» Excerpt provided
※ ※ ※

New York

Gabriel Orozco

The words “Constructivism and Existentialism” could be discerned through the blur of text and images that comprised the small “drawings” (all 1992–95) hanging in the back gallery, a space dominated by a striking, oval-shaped billiard table. Some of the collages featured textual fragments—excerpts from daily newspapers or trade publications—others, images of domestic interiors culled from professional catalogues and decorating magazines, which were then covered with drawn or painted circular and oval shapes. In the front gallery, a similar combination of figurative images and formal shapes existed. Here, six photographs taken from the sports section of newspapers were enlarged and combined with computer-generated images so that a partial grid of circles and ovals, divided, say, into red, white, and blue quadrants, obscured sections of the depicted figures. When these strangely doctored photographs were first shown in Gabriel Orozco’s recent installation at an old London gentlemen’s club, the references to billiards and to cricket and football matches perhaps read as tongue-in-cheek cultural commentary: a series of light, humorous notes on the pastimes of the elite. When viewed in a New York gallery, however, this installation took on a more abstract, analytic dimension.

※ ※ ※

» Dataset entries
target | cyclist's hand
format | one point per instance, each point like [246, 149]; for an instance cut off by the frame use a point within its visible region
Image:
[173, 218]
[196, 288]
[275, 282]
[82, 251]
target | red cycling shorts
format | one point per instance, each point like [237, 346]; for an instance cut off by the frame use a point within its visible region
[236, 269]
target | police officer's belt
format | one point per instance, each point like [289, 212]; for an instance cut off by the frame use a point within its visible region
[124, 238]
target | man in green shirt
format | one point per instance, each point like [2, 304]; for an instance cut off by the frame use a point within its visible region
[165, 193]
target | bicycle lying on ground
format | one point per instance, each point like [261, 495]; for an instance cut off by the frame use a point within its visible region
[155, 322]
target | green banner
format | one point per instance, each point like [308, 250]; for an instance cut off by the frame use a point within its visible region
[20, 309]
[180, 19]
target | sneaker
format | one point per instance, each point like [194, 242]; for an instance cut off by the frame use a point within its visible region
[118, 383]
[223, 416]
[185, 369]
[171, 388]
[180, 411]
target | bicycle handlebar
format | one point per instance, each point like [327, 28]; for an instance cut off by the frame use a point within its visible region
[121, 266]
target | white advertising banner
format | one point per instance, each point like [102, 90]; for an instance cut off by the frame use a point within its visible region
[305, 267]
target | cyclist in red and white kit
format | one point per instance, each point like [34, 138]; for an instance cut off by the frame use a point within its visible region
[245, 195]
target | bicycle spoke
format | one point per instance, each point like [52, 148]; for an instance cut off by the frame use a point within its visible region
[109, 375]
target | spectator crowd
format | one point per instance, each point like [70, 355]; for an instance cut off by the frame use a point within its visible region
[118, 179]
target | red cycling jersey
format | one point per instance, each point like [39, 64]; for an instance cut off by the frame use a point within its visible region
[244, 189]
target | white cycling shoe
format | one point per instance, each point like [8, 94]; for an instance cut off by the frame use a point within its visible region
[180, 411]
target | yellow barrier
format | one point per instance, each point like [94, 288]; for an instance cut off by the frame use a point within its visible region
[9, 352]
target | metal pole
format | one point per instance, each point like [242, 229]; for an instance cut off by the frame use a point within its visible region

※ ※ ※

» Work request 1
Answer these questions using the Gabriel Orozco review:
(a) What object dominated the back gallery?
(b) From which part of newspapers were the six photographs in the front gallery taken?
(c) Where were the doctored photographs first shown?
» Work request 2
Summarize the Gabriel Orozco review in two sentences.
» Work request 3
Pick up the Gabriel Orozco review after its last sentence and continue it for one paragraph.

» Task result 1
(a) A striking, oval-shaped billiard table.
(b) The sports section.
(c) In Gabriel Orozco's recent installation at an old London gentlemen's club.

» Task result 2
Orozco's New York show included small collage "drawings" (1992–95), which combined newspaper or trade-publication fragments and decorating-magazine interiors with drawn or painted circles and ovals, hung in a back gallery dominated by an oval billiard table. The front gallery held six enlarged sports-section photographs partly obscured by computer-generated grids of circles and ovals, which at a London gentlemen's club perhaps read as humorous comment on elite pastimes but in a New York gallery took on a more abstract, analytic dimension.

» Task result 3
The colored circles began to read as links in a system of visual correspondences: a light-box, situated in a small viewing room, contained an image of circular shapes cut from red, white, blue, and yellow adhesive plastic; the oval-shaped billiard table sported three balls (one red, two white) on its green-felt surface; plastic trees grew out of white pots, their green leaves interspersed with scintillating white ovals. Thus, in this show Orozco wove colors, circles, and ovoid shapes into a physical and aesthetic order that alluded both to kinetic laws (the billiard table can be read as a visual illustration of the physical laws governing the interaction of three bodies in motion), and to John Baldessari’s Conceptual photographic pieces—that is, Orozco’s colored circles seem at times to reference the large discs with which Baldessari covered his subjects’ faces.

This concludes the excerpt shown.